EXERCISE INSTRUCTIONS:
Reproduce the stretch of records below from the line containing "shoreline and record integer pixel coordinates." through the line containing "car and record integer pixel coordinates.", including both of those lines, with no changes.

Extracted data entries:
:::

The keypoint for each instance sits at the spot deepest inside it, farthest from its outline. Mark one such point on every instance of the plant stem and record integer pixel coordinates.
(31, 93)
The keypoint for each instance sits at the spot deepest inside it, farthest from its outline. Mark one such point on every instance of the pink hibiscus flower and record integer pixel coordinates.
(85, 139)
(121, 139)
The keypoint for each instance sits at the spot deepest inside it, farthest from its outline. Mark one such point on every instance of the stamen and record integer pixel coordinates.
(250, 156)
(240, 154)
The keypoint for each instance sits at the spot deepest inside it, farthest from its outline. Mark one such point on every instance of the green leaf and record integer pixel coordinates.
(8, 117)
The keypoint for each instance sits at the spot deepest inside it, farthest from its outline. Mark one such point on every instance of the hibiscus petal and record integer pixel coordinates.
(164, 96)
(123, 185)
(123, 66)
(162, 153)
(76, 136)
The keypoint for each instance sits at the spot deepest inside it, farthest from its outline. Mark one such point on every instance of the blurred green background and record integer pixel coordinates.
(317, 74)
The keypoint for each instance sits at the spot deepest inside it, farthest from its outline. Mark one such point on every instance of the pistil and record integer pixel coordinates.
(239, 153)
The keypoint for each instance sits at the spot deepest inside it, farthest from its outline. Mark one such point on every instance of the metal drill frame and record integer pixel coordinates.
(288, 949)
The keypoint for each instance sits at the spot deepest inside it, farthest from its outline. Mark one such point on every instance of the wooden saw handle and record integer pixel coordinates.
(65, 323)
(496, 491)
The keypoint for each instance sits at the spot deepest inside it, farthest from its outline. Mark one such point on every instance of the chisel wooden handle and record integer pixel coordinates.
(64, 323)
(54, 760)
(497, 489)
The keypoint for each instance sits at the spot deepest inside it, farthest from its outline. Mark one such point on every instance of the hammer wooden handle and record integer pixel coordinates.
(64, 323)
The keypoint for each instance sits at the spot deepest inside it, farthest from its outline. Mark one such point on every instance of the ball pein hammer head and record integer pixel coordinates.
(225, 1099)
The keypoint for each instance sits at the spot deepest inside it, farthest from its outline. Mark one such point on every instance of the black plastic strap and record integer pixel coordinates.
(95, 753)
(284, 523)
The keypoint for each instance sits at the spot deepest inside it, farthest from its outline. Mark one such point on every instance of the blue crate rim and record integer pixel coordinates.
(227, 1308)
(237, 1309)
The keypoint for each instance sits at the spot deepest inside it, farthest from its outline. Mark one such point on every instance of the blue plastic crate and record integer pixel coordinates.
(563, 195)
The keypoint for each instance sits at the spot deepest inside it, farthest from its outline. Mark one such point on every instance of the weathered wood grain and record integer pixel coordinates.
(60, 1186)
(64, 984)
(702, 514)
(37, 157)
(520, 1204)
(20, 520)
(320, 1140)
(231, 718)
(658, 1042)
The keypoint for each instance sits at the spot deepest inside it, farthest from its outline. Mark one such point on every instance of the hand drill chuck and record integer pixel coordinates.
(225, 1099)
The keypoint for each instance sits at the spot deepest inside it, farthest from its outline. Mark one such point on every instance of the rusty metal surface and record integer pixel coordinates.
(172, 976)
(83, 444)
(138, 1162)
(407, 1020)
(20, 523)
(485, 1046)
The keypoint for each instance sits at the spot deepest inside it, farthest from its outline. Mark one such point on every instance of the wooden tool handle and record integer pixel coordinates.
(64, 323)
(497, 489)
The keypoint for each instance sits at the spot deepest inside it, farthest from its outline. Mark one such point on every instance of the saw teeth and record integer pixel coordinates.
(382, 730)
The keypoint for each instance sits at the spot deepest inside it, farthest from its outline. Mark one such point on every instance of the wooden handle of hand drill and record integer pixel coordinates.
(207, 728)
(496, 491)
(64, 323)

:::

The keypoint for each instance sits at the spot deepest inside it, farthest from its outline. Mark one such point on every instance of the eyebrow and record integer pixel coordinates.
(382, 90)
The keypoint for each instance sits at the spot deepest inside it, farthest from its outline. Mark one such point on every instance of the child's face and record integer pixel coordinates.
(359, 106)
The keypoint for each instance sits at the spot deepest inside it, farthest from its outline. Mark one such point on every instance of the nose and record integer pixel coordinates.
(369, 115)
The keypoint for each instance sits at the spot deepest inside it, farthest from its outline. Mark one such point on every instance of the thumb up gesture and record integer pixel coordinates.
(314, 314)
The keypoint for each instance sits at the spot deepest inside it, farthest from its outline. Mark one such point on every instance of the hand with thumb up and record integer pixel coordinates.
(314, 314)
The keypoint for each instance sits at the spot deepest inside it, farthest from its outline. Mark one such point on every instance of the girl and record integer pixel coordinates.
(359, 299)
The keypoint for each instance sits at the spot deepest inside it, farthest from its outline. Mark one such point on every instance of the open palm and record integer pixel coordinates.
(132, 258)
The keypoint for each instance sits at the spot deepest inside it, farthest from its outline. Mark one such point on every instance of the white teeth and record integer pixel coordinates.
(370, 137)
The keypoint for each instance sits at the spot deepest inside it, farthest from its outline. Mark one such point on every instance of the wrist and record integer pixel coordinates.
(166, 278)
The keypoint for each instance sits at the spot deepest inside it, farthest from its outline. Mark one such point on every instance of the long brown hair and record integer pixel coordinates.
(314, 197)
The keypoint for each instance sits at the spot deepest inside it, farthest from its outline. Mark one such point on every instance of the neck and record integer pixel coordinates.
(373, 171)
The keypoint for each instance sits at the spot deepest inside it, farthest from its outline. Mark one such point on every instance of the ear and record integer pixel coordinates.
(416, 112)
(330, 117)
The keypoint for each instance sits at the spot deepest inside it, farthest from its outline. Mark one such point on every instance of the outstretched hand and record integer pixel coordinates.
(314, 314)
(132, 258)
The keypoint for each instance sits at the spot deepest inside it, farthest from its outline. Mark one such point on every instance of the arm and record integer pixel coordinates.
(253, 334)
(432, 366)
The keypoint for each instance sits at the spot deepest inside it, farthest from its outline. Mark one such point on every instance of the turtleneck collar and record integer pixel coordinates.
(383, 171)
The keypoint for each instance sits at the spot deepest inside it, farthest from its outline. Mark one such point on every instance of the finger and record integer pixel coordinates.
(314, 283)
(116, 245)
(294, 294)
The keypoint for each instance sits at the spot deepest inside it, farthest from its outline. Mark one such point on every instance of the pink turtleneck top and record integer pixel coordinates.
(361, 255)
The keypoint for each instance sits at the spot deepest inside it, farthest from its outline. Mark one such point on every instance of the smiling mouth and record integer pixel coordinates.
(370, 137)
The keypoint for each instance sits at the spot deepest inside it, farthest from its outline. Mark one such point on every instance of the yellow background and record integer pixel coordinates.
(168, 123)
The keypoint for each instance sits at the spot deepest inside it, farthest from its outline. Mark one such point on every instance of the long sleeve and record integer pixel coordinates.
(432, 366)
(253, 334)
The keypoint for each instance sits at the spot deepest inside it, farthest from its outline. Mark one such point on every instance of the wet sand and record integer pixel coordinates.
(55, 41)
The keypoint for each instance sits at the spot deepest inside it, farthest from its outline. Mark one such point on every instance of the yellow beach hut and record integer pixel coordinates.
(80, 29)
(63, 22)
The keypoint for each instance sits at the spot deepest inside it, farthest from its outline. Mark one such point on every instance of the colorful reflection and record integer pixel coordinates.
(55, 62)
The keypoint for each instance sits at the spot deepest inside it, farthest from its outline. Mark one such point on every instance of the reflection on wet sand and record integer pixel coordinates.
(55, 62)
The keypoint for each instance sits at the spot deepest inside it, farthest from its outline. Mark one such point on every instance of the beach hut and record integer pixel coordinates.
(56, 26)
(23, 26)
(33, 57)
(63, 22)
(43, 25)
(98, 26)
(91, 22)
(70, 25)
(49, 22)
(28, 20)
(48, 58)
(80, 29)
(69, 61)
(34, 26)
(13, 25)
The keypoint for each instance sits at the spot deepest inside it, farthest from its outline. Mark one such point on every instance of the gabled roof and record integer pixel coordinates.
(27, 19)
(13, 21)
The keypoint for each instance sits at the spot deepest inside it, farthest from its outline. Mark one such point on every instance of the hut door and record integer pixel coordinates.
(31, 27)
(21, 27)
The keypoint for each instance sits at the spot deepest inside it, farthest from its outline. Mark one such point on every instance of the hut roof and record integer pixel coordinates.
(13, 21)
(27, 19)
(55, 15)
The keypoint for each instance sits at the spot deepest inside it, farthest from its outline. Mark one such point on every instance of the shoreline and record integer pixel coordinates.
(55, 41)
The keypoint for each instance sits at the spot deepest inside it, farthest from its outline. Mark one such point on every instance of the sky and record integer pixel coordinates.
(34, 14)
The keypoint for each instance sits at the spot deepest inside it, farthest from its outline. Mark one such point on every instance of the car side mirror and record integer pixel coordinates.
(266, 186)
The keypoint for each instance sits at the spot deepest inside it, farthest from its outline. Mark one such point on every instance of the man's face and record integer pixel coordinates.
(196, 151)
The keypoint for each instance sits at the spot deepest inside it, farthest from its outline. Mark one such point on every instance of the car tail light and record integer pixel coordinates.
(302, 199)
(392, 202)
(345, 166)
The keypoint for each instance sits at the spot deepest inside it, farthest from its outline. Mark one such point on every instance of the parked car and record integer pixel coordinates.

:::

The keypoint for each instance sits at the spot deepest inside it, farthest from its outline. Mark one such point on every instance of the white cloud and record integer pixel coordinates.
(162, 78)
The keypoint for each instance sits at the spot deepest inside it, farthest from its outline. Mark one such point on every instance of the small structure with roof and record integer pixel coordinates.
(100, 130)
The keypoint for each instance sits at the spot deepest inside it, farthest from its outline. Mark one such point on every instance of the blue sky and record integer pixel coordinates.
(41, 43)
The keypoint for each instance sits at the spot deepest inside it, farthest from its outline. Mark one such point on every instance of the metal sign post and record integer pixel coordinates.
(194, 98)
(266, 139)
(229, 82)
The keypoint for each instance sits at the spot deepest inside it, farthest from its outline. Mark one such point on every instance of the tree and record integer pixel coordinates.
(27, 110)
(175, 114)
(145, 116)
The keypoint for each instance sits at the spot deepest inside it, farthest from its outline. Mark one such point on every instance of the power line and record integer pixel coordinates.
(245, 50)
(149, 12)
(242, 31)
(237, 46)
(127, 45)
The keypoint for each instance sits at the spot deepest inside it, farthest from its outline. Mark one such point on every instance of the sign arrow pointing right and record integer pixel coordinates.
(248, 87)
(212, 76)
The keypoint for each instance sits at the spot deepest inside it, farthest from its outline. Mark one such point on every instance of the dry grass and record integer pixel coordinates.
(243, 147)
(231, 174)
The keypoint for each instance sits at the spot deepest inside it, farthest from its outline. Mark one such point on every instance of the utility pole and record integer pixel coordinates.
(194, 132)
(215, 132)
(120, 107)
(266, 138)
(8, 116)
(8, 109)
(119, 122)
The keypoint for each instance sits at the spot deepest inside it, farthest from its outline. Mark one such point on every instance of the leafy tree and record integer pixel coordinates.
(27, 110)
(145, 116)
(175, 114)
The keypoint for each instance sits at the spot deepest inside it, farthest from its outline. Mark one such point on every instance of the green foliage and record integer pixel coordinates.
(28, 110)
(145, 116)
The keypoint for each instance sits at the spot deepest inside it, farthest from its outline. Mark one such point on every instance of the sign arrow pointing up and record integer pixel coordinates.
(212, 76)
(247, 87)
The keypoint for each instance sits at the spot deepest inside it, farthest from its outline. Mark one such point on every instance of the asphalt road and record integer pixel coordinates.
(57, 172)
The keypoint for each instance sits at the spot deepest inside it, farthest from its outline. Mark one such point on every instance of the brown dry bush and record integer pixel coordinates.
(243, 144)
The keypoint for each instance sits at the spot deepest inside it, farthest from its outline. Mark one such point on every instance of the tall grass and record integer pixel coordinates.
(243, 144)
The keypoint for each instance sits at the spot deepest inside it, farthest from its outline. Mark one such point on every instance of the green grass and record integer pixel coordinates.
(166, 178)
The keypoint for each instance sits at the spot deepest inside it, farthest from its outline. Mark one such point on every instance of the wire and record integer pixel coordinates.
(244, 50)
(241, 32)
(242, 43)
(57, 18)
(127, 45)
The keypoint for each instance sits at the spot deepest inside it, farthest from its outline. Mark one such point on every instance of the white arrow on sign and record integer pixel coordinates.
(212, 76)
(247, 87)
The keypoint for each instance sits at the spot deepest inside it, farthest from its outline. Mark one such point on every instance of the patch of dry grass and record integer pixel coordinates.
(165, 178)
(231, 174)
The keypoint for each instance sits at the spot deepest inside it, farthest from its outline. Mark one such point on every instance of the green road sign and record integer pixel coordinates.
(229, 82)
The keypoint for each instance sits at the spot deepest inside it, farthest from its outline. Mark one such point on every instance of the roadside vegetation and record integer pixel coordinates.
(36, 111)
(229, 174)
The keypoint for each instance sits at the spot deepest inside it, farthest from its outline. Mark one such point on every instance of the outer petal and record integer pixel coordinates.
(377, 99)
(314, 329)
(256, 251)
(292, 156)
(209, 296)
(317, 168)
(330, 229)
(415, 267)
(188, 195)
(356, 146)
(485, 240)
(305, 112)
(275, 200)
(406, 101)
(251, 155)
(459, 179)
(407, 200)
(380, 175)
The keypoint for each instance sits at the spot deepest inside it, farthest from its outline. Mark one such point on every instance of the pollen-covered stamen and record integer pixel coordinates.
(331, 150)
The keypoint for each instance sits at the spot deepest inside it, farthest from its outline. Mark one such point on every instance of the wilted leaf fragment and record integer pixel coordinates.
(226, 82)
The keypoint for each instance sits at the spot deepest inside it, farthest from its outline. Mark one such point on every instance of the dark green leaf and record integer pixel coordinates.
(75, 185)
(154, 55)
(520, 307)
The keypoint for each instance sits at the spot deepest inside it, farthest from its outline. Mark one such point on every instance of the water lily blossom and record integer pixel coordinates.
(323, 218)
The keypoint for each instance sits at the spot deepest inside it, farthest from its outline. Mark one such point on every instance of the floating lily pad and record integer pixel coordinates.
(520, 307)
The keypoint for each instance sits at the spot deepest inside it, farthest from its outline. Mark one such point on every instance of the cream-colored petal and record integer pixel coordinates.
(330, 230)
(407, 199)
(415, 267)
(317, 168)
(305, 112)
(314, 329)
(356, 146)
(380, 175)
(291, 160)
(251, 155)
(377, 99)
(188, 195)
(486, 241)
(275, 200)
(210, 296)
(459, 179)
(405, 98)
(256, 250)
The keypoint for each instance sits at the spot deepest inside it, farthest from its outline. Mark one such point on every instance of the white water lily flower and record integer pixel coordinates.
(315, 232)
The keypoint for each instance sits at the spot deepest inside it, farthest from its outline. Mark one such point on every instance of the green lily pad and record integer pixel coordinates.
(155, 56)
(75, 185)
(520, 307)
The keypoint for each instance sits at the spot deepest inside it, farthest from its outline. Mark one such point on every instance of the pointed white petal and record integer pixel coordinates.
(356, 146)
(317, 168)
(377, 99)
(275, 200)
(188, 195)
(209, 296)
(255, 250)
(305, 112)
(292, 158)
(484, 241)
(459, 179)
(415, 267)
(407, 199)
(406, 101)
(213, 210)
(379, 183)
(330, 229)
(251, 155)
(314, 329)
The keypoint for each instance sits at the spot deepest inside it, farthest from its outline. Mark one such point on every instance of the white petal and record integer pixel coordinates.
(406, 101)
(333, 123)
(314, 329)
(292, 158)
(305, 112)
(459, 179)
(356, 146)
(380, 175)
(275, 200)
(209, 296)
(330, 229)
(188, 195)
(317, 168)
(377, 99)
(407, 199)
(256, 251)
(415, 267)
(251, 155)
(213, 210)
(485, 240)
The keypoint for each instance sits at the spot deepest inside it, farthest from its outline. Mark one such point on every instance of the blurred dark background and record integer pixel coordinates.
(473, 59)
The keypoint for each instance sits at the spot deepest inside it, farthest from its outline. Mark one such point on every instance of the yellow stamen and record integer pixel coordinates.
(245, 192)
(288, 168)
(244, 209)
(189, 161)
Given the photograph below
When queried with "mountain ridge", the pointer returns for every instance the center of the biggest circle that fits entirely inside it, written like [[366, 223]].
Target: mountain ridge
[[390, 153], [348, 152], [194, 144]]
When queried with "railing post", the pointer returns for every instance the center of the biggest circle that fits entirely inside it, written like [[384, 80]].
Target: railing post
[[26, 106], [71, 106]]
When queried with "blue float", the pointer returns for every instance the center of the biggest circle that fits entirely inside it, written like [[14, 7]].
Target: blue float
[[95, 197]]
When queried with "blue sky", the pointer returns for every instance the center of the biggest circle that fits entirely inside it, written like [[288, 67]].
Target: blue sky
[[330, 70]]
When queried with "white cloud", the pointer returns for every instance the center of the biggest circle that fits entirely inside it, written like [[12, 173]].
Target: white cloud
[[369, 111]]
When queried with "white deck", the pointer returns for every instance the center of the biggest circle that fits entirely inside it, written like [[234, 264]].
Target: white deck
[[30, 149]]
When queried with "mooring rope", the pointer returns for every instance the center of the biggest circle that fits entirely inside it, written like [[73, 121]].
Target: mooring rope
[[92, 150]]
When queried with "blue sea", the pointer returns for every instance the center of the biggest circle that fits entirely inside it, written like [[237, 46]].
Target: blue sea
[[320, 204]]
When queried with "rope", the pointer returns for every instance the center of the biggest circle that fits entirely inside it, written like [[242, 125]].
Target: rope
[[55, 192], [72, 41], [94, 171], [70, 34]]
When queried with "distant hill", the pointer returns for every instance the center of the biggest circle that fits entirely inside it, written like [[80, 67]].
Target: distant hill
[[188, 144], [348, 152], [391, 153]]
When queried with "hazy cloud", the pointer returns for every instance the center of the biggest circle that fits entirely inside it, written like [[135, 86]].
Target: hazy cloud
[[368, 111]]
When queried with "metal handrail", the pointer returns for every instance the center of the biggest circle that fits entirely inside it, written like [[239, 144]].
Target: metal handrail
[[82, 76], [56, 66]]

:::

TASK SOLUTION:
The keypoint for each instance sits at the spot deepest inside it, farthest from its outline. Mark one such point on every instance of the shoreline and record integer pixel coordinates.
(55, 41)
The keypoint for each instance sits at the spot deepest inside it, farthest from its outline. Mark one such point on every instance of the sky and record integer pixel coordinates.
(34, 14)
The keypoint for each instance sits at the spot deepest inside it, farthest from its outline. Mark one such point on every instance of the car side mirror and record integer pixel coordinates.
(266, 186)
The keypoint for each instance sits at the spot deepest inside it, farthest from its outline. Mark one such point on every instance of the man's face and record integer pixel coordinates.
(196, 151)
The keypoint for each instance sits at the spot deepest inside it, farthest from its outline. Mark one such point on every instance of the car tail light and record integer pixel coordinates.
(302, 199)
(392, 202)
(345, 166)
The keypoint for each instance sits at the spot deepest inside it, farthest from its outline. Mark one such point on every instance of the parked car and record integer pixel coordinates.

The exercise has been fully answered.